Compiti da svolgere:
1. Rispondi a queste domande sull'articolo su Gazprom e Putin:
(a) Chi firma l'articolo e con quale data?
(b) Con chi Putin pubblicò il libro sul judo nel 2004?
(c) Secondo il libro, che cosa basta fare anziché resistere all'attacco dell'avversario?
2. Trascrivi fedelmente il passo dell'articolo su Gazprom e Putin che va da "GAZPROM E PUTIN" fino a "dal suo slancio.".

Testo di lettura:

════

GAZPROM E PUTIN CONQUISTANO IL CUORE DELL’EUROPA

di Renaud FRANÇOIS 01/12/2007 (fonte diploweb, trad. di G.P.)

Nel 2004, il presidente russo, Vladimir Poutine, dava alle stampe con Vassili Chestakov ed Alexeï Levitski, un libro intitolato storia, teoria e pratica del judo. Vi descriveva come, "con un minimo di sforzi ottenendo un effetto massimo", si può squilibrare un avversario più potente e più forte. Anziché resistere all’attacco dell’avversario, basta coprirsi fino all’ultimo secondo perché quest’ultimo, improvvisamente privato di resistenza, si trovi a terra, portato via dal suo slancio.

════

(Voci di etichettatura per segmentazione)
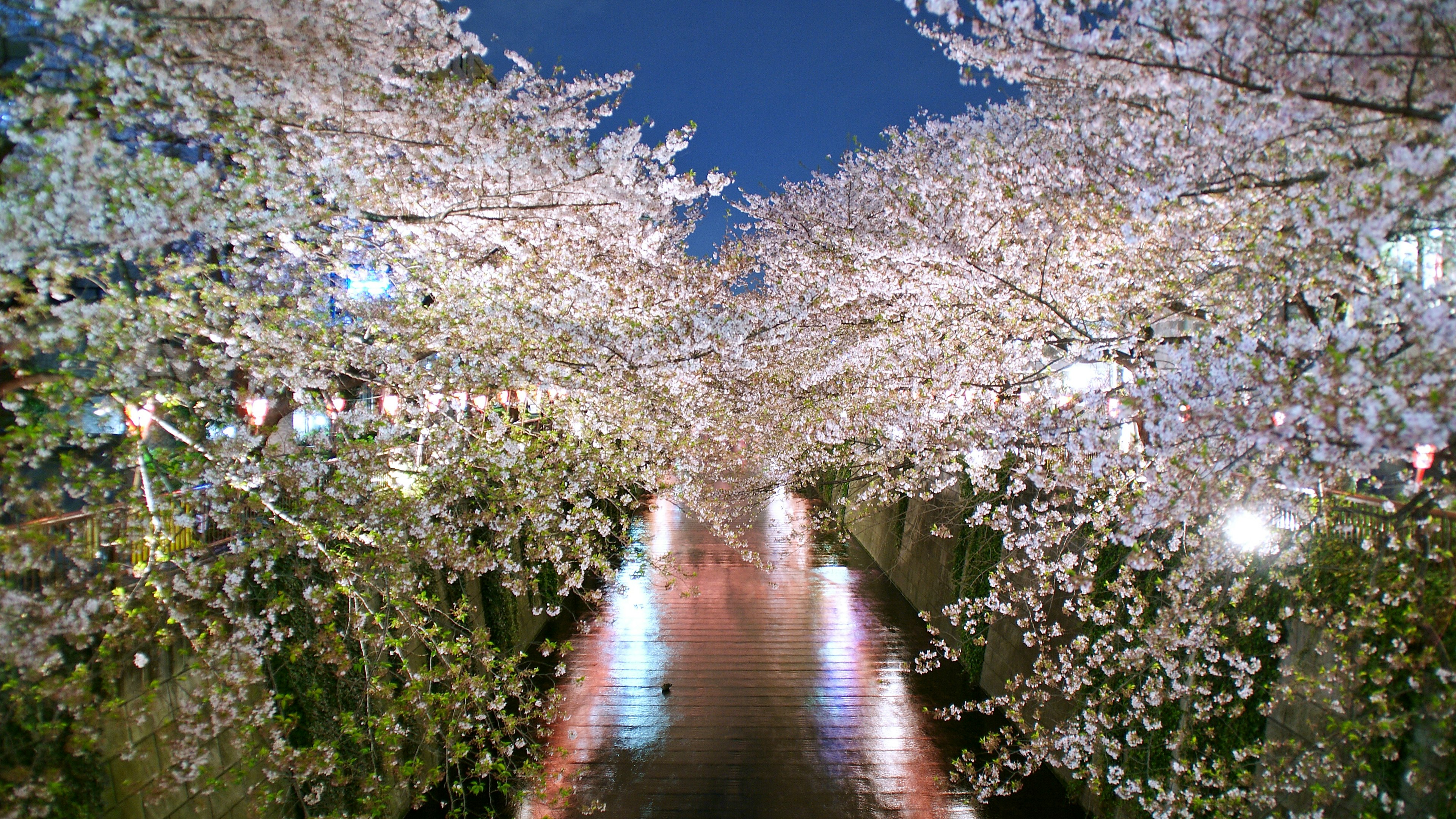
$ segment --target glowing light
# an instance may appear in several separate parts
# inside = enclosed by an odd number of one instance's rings
[[[1425,479],[1425,471],[1436,465],[1436,444],[1423,443],[1411,453],[1411,465],[1415,466],[1415,485]]]
[[[1273,541],[1268,522],[1246,510],[1229,514],[1229,519],[1223,525],[1223,535],[1230,544],[1245,552],[1267,551]]]
[[[357,273],[358,275],[351,275],[344,286],[349,299],[380,299],[389,293],[392,287],[389,274],[373,268],[361,268]]]
[[[268,418],[268,399],[266,398],[249,398],[243,402],[243,414],[248,415],[248,423],[261,427],[264,420]]]
[[[1086,392],[1092,389],[1092,382],[1096,380],[1096,367],[1088,364],[1086,361],[1077,361],[1070,367],[1061,370],[1061,382],[1067,385],[1067,389],[1073,392]]]
[[[316,433],[326,433],[329,430],[331,414],[319,412],[316,410],[294,410],[293,411],[293,437],[297,440],[304,440]]]

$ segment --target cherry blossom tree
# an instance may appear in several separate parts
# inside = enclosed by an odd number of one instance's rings
[[[1037,656],[968,705],[1012,720],[967,752],[981,793],[1050,762],[1159,816],[1443,810],[1450,9],[967,19],[926,31],[1019,101],[745,208],[764,461],[862,501],[961,484],[1005,533],[946,612],[948,654],[1006,619]],[[1337,530],[1329,493],[1382,475],[1398,526]]]
[[[555,612],[620,548],[718,344],[681,242],[727,178],[591,136],[629,76],[496,77],[459,19],[6,7],[3,513],[100,532],[6,530],[10,713],[60,756],[181,650],[159,787],[227,784],[220,736],[309,816],[530,768],[549,692],[466,589]],[[95,807],[41,756],[4,815]]]

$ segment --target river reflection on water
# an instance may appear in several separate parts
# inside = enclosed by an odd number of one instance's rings
[[[971,726],[923,708],[968,686],[914,673],[914,609],[863,549],[817,544],[802,498],[776,493],[750,530],[772,573],[667,500],[635,532],[696,576],[670,589],[639,558],[572,637],[545,793],[521,819],[1079,815],[1050,775],[992,804],[955,793]]]

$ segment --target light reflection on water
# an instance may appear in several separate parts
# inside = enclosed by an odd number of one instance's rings
[[[636,530],[697,593],[623,567],[574,640],[547,794],[520,816],[978,816],[946,794],[913,651],[860,597],[869,570],[815,565],[804,500],[773,493],[747,539],[772,574],[665,500]]]

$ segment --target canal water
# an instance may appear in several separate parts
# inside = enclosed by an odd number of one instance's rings
[[[917,612],[863,549],[815,538],[805,500],[775,494],[735,548],[658,498],[638,539],[572,637],[520,819],[1082,816],[1045,771],[989,804],[957,791],[951,759],[983,726],[926,708],[967,700],[964,675],[914,672]],[[645,565],[667,555],[671,586]]]

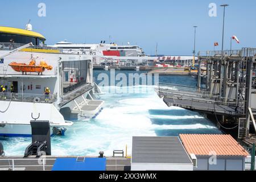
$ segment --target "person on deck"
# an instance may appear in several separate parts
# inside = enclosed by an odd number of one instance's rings
[[[6,96],[5,95],[5,93],[6,92],[6,89],[5,88],[3,85],[1,85],[1,93],[2,93],[2,99],[6,99]]]
[[[46,88],[44,90],[44,94],[46,95],[46,101],[49,101],[49,96],[51,95],[51,90],[48,87]]]
[[[14,87],[13,85],[11,85],[10,91],[11,91],[11,93],[14,93]]]

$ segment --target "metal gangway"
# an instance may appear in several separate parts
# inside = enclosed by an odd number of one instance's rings
[[[219,94],[210,93],[204,89],[159,83],[156,91],[169,106],[178,106],[216,114],[240,115],[244,112],[243,101],[220,97]]]

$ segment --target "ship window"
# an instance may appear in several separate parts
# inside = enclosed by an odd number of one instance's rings
[[[0,42],[13,42],[24,44],[32,42],[34,45],[36,45],[37,43],[36,38],[5,33],[0,34]]]

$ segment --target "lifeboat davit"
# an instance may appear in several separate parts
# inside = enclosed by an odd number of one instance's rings
[[[18,63],[16,62],[12,62],[9,64],[14,71],[19,72],[36,72],[43,73],[46,69],[52,70],[52,67],[48,65],[45,61],[42,61],[40,62],[40,65],[35,65],[35,61],[32,60],[29,64],[24,63]]]

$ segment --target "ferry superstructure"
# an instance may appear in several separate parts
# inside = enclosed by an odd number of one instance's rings
[[[138,46],[119,46],[114,43],[105,44],[73,44],[61,41],[52,46],[63,49],[64,52],[101,56],[143,56],[142,48]]]
[[[0,27],[1,136],[30,136],[32,117],[49,121],[52,134],[63,133],[73,125],[67,120],[90,118],[102,108],[92,56],[47,47],[46,40],[31,30]]]

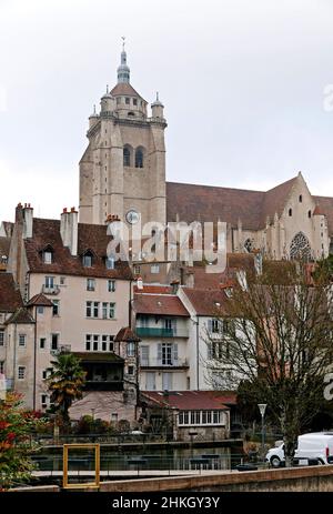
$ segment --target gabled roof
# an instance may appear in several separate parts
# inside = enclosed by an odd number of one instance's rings
[[[152,406],[175,407],[180,411],[226,411],[229,407],[224,401],[228,401],[229,404],[236,403],[235,393],[224,393],[222,391],[169,391],[168,394],[144,391],[141,392],[141,395],[143,400],[151,402]]]
[[[168,221],[225,221],[238,226],[258,230],[261,225],[262,191],[249,191],[212,185],[167,182]]]
[[[184,294],[191,302],[199,316],[219,316],[225,314],[228,296],[221,289],[206,290],[198,288],[183,288]]]
[[[289,195],[301,173],[264,192],[213,185],[167,182],[168,221],[225,221],[232,228],[242,221],[243,229],[264,229],[266,219],[281,215]],[[333,234],[333,198],[312,196],[327,218],[329,233]]]
[[[11,273],[0,273],[0,312],[14,312],[23,306],[20,290]]]
[[[282,184],[279,184],[275,188],[270,189],[269,191],[265,192],[263,204],[262,204],[262,210],[261,210],[261,226],[262,228],[265,225],[268,218],[270,218],[271,221],[273,220],[275,212],[279,214],[279,216],[281,216],[283,209],[285,206],[285,202],[296,181],[297,181],[297,177],[293,177],[286,182],[283,182]]]
[[[31,305],[40,305],[40,306],[49,306],[49,308],[51,308],[51,306],[53,306],[53,303],[44,294],[39,293],[39,294],[36,294],[34,296],[32,296],[32,299],[30,299],[29,302],[27,303],[27,306],[31,306]]]
[[[124,342],[139,343],[141,341],[141,339],[138,337],[138,335],[132,331],[132,329],[127,326],[127,327],[120,329],[120,331],[118,332],[118,334],[115,335],[113,341],[115,341],[115,342],[124,341]]]
[[[72,256],[69,249],[62,244],[60,220],[34,218],[32,238],[24,240],[30,271],[122,280],[132,278],[127,262],[117,262],[114,270],[108,270],[105,266],[107,249],[111,241],[111,236],[107,234],[107,225],[79,223],[78,234],[78,256]],[[50,264],[42,261],[42,251],[48,245],[54,250],[53,262]],[[84,268],[82,264],[82,255],[87,250],[91,250],[95,255],[91,268]]]
[[[11,323],[18,324],[29,324],[34,323],[34,320],[28,309],[19,308],[10,318],[6,321],[6,324],[9,325]]]
[[[161,316],[185,316],[190,314],[180,301],[172,294],[135,294],[133,310],[137,314]]]

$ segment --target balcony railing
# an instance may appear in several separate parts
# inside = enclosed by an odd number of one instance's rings
[[[155,329],[151,326],[137,326],[139,337],[189,337],[186,329]]]
[[[141,359],[141,367],[189,367],[189,362],[186,359],[171,359],[160,360],[160,359]]]
[[[60,288],[59,285],[53,285],[52,288],[50,288],[49,285],[43,284],[42,292],[46,294],[59,294]]]
[[[13,389],[13,379],[6,379],[6,390],[11,391]]]
[[[88,380],[84,383],[85,391],[123,391],[122,380]]]

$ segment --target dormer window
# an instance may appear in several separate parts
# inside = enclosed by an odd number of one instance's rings
[[[42,251],[42,261],[44,264],[52,264],[53,262],[53,249],[46,248]]]
[[[93,262],[93,255],[91,251],[88,251],[82,256],[82,264],[84,268],[91,268]]]

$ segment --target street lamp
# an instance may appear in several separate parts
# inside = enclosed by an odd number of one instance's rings
[[[264,451],[265,451],[265,426],[264,426],[264,417],[266,411],[266,403],[259,403],[258,404],[260,414],[261,414],[261,456],[264,460]]]

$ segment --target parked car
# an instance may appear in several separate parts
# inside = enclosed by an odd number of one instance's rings
[[[315,432],[299,436],[297,449],[294,458],[300,460],[299,463],[307,464],[307,460],[317,460],[319,464],[330,464],[333,462],[333,432]],[[266,461],[272,467],[281,466],[284,462],[284,444],[269,450]]]

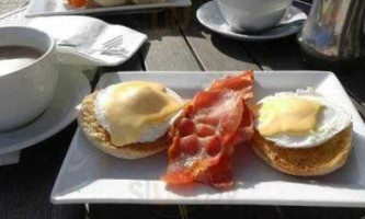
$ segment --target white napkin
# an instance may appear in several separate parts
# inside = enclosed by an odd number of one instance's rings
[[[52,35],[60,60],[69,65],[117,66],[129,59],[147,39],[145,34],[132,28],[89,16],[35,18],[28,26]],[[107,42],[117,43],[112,48],[103,47]]]

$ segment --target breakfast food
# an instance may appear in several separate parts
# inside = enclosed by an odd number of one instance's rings
[[[88,95],[78,122],[98,149],[122,159],[140,159],[167,148],[166,134],[182,102],[160,83],[123,82]]]
[[[201,182],[217,188],[233,184],[235,146],[253,136],[247,102],[252,99],[253,72],[214,81],[187,103],[170,129],[169,166],[162,180],[170,185]]]
[[[351,116],[312,89],[282,92],[255,108],[253,151],[292,175],[324,175],[345,162],[352,149]]]

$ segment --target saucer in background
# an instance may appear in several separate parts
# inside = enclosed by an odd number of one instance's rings
[[[290,22],[292,18],[300,18],[298,21]],[[216,1],[209,1],[203,4],[196,11],[197,20],[210,31],[242,41],[270,41],[293,35],[300,31],[307,15],[298,8],[292,5],[285,16],[276,26],[260,33],[240,33],[232,31],[223,18]]]

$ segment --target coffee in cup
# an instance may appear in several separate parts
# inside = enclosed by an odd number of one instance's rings
[[[260,32],[275,26],[293,0],[217,0],[223,18],[233,31]]]
[[[57,84],[55,42],[30,27],[0,27],[0,131],[19,128],[48,106]]]

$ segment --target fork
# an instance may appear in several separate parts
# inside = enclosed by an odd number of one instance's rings
[[[78,50],[83,51],[85,54],[111,54],[111,55],[125,55],[127,50],[125,48],[118,48],[123,44],[123,36],[116,36],[107,42],[104,42],[102,44],[101,48],[92,49],[92,48],[82,48],[78,44],[68,44],[68,43],[61,43],[57,44],[57,46],[66,47],[66,48],[78,48]]]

════

Risposte per compito:
1.
(a) Renaud François, 01/12/2007.
(b) Con Vassili Chestakov e Alexeï Levitski.
(c) Basta coprirsi fino all'ultimo secondo.

2.
GAZPROM E PUTIN CONQUISTANO IL CUORE DELL’EUROPA

di Renaud FRANÇOIS 01/12/2007 (fonte diploweb, trad. di G.P.)

Nel 2004, il presidente russo, Vladimir Poutine, dava alle stampe con Vassili Chestakov ed Alexeï Levitski, un libro intitolato storia, teoria e pratica del judo. Vi descriveva come, "con un minimo di sforzi ottenendo un effetto massimo", si può squilibrare un avversario più potente e più forte. Anziché resistere all’attacco dell’avversario, basta coprirsi fino all’ultimo secondo perché quest’ultimo, improvvisamente privato di resistenza, si trovi a terra, portato via dal suo slancio.